The entries below contain pictures. Retype everything except those pictures, exactly as given.

----- Given data -----

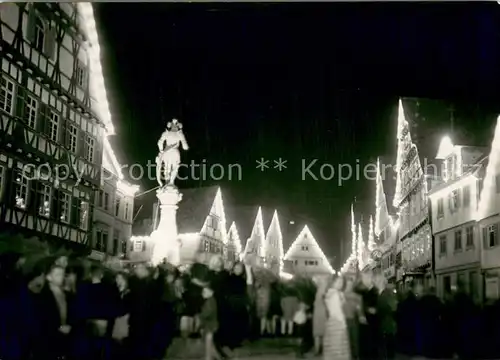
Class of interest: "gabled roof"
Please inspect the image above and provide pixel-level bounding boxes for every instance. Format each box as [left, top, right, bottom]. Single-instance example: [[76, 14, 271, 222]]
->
[[283, 225, 333, 273], [177, 186, 219, 234]]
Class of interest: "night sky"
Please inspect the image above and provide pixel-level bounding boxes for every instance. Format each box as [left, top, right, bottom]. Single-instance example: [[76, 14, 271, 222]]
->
[[96, 1, 500, 268]]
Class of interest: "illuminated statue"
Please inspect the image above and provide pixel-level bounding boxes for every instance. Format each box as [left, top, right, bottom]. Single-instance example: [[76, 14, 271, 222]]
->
[[156, 119, 189, 186]]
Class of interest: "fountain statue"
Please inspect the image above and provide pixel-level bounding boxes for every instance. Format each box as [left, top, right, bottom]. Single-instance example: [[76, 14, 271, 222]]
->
[[150, 119, 189, 266]]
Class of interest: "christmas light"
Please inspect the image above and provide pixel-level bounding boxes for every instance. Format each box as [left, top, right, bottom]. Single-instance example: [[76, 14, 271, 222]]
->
[[351, 204, 357, 255], [476, 116, 500, 220], [77, 2, 115, 135], [284, 225, 334, 274], [393, 99, 411, 207], [244, 207, 266, 258], [374, 158, 389, 236], [266, 210, 285, 271], [368, 216, 375, 254], [357, 223, 365, 270], [227, 221, 241, 258], [200, 187, 227, 244]]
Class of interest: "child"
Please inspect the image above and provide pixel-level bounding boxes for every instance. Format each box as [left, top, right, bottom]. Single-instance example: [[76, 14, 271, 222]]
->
[[200, 285, 220, 360]]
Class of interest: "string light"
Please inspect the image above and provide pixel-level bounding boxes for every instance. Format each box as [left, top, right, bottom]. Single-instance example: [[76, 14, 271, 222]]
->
[[357, 223, 365, 270]]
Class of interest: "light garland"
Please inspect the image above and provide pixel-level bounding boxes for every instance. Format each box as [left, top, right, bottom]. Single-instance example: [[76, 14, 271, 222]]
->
[[476, 116, 500, 220], [357, 223, 365, 270], [284, 225, 334, 274], [77, 2, 115, 135], [266, 210, 285, 272], [393, 99, 411, 208], [368, 216, 375, 254], [351, 204, 357, 255], [374, 158, 389, 236]]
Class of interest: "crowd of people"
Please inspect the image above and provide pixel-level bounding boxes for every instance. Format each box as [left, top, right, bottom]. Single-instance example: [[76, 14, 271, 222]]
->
[[0, 248, 500, 360]]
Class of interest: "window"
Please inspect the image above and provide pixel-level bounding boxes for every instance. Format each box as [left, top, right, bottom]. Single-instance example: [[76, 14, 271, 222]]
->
[[94, 229, 108, 252], [446, 155, 455, 180], [115, 195, 121, 216], [68, 124, 78, 154], [111, 229, 120, 256], [0, 77, 14, 115], [449, 189, 460, 213], [104, 192, 109, 210], [59, 192, 71, 223], [469, 271, 478, 299], [0, 165, 5, 200], [24, 95, 38, 129], [49, 111, 59, 141], [79, 201, 89, 230], [208, 215, 219, 231], [465, 226, 474, 249], [134, 239, 144, 252], [34, 17, 45, 52], [438, 198, 444, 218], [76, 60, 87, 87], [15, 173, 29, 209], [121, 240, 127, 255], [455, 230, 462, 251], [97, 190, 104, 207], [439, 235, 446, 256], [462, 185, 470, 207], [85, 136, 94, 162], [38, 184, 52, 217], [487, 224, 497, 247], [443, 276, 451, 294]]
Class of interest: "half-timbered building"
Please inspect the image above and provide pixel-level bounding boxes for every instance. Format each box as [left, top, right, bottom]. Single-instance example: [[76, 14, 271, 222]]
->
[[0, 2, 113, 250], [91, 139, 139, 260]]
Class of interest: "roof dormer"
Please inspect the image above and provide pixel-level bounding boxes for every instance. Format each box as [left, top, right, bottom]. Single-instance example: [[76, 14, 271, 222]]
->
[[436, 136, 462, 181]]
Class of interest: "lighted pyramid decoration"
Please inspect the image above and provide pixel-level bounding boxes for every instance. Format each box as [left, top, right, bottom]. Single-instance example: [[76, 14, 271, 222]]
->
[[284, 225, 334, 274], [477, 116, 500, 220], [244, 207, 266, 258], [367, 216, 375, 254], [265, 210, 284, 272], [393, 99, 422, 208], [200, 187, 227, 244], [227, 221, 241, 255], [374, 159, 390, 236]]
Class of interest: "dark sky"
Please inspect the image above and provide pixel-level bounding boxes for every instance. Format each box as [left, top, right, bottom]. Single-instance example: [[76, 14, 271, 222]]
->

-----

▸ **Expected answer**
Class of interest: "gabled roof"
Please inspect the image above and provide pixel-level bounding boxes for every instance. Format each box as [left, top, right, bottom]. Single-instance example: [[76, 14, 271, 222]]
->
[[283, 225, 333, 273], [177, 186, 219, 234]]
Class of interest: "night sky"
Please inspect the image above and provide pixel-level bounding boxes for every instance. Format each box as [left, top, right, bottom]. Single-instance example: [[76, 14, 271, 222]]
->
[[96, 1, 500, 268]]
Class of interest: "illuminated statue"
Please inspect the image above and provide pixel-level bounding boxes for every instance. Format each box as [left, top, right, bottom]. Single-instance example: [[76, 14, 271, 222]]
->
[[156, 119, 189, 186]]
Class of interest: "fountain statue"
Please inspect the image above and provide pixel-level bounding boxes for every instance. Format each box as [left, top, right, bottom]. Single-instance example: [[76, 14, 271, 222]]
->
[[150, 119, 189, 266]]
Class of interest: "christmas light"
Please inspect the image above and provide pixel-level bounding boxes for every instance. Format each box as [left, top, right, bottom]. Single-instance example: [[76, 14, 271, 222]]
->
[[351, 204, 357, 255], [476, 116, 500, 220], [77, 2, 115, 135], [284, 225, 334, 274], [393, 99, 411, 207], [244, 207, 266, 258], [374, 158, 389, 236], [266, 210, 285, 271], [368, 216, 375, 254], [357, 223, 365, 270], [227, 221, 241, 258], [200, 187, 227, 244]]
Class of interest: "child"
Please inspect the image above and provide pixel-level bounding boxes for every instance. Format each box as [left, top, right, bottom]. Single-instance example: [[76, 14, 271, 222]]
->
[[200, 285, 220, 360]]
Class of interest: "string light"
Please inspect the image above and provide pixel-level bounding boxes for every instance. Format each box as [left, top, right, bottom]. Single-instance example: [[76, 14, 271, 222]]
->
[[357, 223, 365, 270]]
Class of interest: "light garland"
Please inspect the image above and provide pixel-level bounding boxes for every instance. Format each box as [left, top, right, bottom]. Single-instance example: [[76, 14, 271, 222]]
->
[[476, 116, 500, 220], [357, 223, 365, 270], [284, 225, 334, 274], [77, 2, 115, 135], [266, 210, 285, 272], [393, 99, 411, 208], [368, 216, 375, 254], [351, 204, 357, 255], [374, 158, 389, 236]]
Class of interest: "crowd of people"
Please inspect the image above and provide pixel-level bounding boxes for every instance. Format each box as [left, top, right, bottom]. Single-instance example: [[76, 14, 271, 222]]
->
[[0, 248, 500, 360]]
Class of interest: "window"
Please inspect the image above and provide pixel-level bounding boxes for every instance. Format each box as [left, top, right, bottom]. Single-instance example: [[76, 14, 271, 222]]
->
[[94, 229, 108, 252], [446, 155, 455, 180], [115, 195, 121, 216], [68, 124, 78, 154], [111, 229, 120, 256], [0, 77, 14, 115], [449, 189, 460, 213], [104, 192, 109, 210], [59, 192, 71, 223], [469, 271, 478, 299], [0, 165, 5, 200], [24, 95, 38, 129], [49, 111, 59, 141], [79, 201, 89, 230], [208, 215, 219, 231], [465, 226, 474, 249], [134, 239, 144, 252], [34, 17, 45, 52], [438, 198, 444, 218], [76, 60, 87, 87], [15, 173, 29, 209], [121, 240, 127, 255], [455, 230, 462, 251], [97, 190, 104, 207], [439, 235, 446, 256], [462, 185, 470, 207], [85, 136, 94, 162], [38, 184, 52, 217], [487, 224, 497, 247], [443, 276, 451, 294]]
Class of interest: "half-timbered building"
Please inspect the image above and provide pixel-level bounding boxes for every instance. Format each box as [left, top, right, bottom]. Single-instance example: [[76, 14, 271, 222]]
->
[[0, 2, 113, 250], [91, 139, 139, 260]]
Class of interest: "roof dormer"
Please inspect the image above and provide pixel-level bounding boxes for every instance. Format each box as [left, top, right, bottom]. Single-instance example: [[76, 14, 271, 222]]
->
[[436, 136, 462, 181]]
Class of interest: "lighted pyramid decoration"
Please inspect the image above and provide pixel-level bounding boxes for every instance. Format each box as [left, top, right, bottom]. Single-instance example: [[76, 14, 271, 222]]
->
[[284, 225, 334, 274], [477, 116, 500, 220], [244, 207, 266, 258], [367, 216, 375, 254], [265, 210, 284, 272], [393, 99, 422, 208], [200, 187, 227, 244], [227, 221, 241, 255], [374, 159, 390, 236]]
Class of interest: "dark sky"
Please inspect the image above and provide pixel-level bounding boxes for every instance. Format each box as [left, top, right, bottom]. Single-instance example: [[76, 14, 271, 222]]
->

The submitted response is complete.